:: Document excerpt

If you haven’t played The Outer Worlds, one of the best new RPGs to come out in recent years, you should probably go remedy that now. Not only will the space-based, anti (or pro!)-corporate, tongue-in-cheek title give you plenty of hours of entertainment and numerous reasons to play through it again with a different approach, you’ll have to make some progress in the main game and level up if you want to check out the two fantastic DLCs, both of which are now available.
For my money, the new DLC “Murder on Eridanos,” which is also the second and final such add-on, is more fun, more stylish, and more addicting than the previously released “Peril on Gorgon.” I started the desolate and rather stark adventure on Gorgon last fall but never quite finished it; I now plan on going back to do so thanks to “Murder on Eridanos,” which has gotten me back into the game in more ways than one. (And a hat tip to Private Division for the review codes allowing me to do just that.)
“Murder on Eridanos” is just what it sounds like — a murder mystery — but it’s steeped in the style and sardonic humor that the base game has become known for. And while “Gorgon” didn’t grab me after the first act, “Eridanos” hooked me immediately, keeping me awake and playing until night became day, simply because I wanted to see what happened next. That’s the mark of not just a good DLC but good overall storytelling thanks to a compelling hook and charismatic characters I’d happily trip the lightspeed fantastic with again and again. Pop a lukewarm bottle of your favorite color of Spectrum Vodka and allow me to explain why.
How to Start “Murder on Eridanos”
The hardest part of the DLC might be figuring out how to start it. Thankfully, the Devs have a built-in pop-up on launch that walks you through required progression and suggested levels for both DLCs, including how to access them. Here’s how DLC 2 gets going:
“Murder on Eridanos” requires the base game. The player will have needed to progress past Monarch to access the DLC’s content; you must have completed and closed the “Radio Free Monarch” questline. Then, return to your ship and speak with ADA and select the prompt to watch an “aetherwave drama.” This will start the quest in your log, and you simply have to travel to Eridanos on your navigation map to get going. The recommended player level is 30, but there are also difficulty slider options in the DLC.
What’s the Story, Anyway?

::::
:: Entries supplied

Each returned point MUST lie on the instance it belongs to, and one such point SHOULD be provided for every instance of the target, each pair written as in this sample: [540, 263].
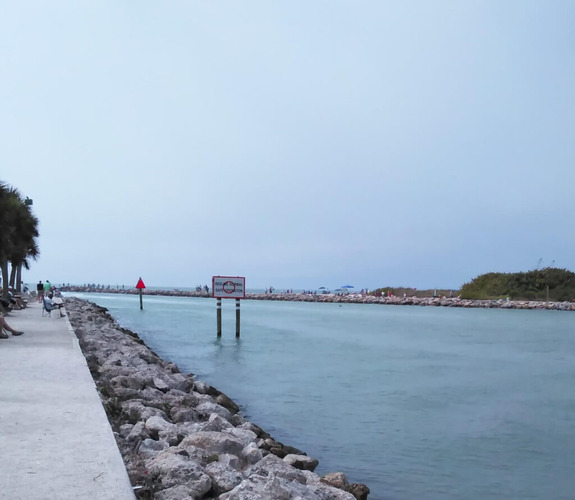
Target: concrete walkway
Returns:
[55, 439]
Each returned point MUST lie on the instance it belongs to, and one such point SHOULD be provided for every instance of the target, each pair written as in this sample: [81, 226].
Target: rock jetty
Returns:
[351, 298]
[182, 438]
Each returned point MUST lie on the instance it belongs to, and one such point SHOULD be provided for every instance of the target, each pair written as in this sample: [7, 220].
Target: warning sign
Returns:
[228, 287]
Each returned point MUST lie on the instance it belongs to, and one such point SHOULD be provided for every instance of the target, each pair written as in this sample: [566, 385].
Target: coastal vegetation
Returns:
[18, 236]
[549, 283]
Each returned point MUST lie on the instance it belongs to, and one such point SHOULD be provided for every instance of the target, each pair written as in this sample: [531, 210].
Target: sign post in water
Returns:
[228, 287]
[140, 286]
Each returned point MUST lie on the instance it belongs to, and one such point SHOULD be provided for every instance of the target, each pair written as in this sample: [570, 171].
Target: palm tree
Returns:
[18, 233]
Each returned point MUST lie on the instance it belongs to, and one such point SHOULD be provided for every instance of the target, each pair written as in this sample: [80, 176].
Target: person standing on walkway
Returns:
[40, 290]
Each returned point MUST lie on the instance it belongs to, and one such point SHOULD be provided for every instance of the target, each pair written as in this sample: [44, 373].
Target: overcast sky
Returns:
[297, 143]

::::

* _Given exercise_
Transcribe the review word for word, starting at "The hardest part" and ending at "the Story, Anyway?". The entries are material separate from the review.

* _Expected output_
The hardest part of the DLC might be figuring out how to start it. Thankfully, the Devs have a built-in pop-up on launch that walks you through required progression and suggested levels for both DLCs, including how to access them. Here’s how DLC 2 gets going:
“Murder on Eridanos” requires the base game. The player will have needed to progress past Monarch to access the DLC’s content; you must have completed and closed the “Radio Free Monarch” questline. Then, return to your ship and speak with ADA and select the prompt to watch an “aetherwave drama.” This will start the quest in your log, and you simply have to travel to Eridanos on your navigation map to get going. The recommended player level is 30, but there are also difficulty slider options in the DLC.
What’s the Story, Anyway?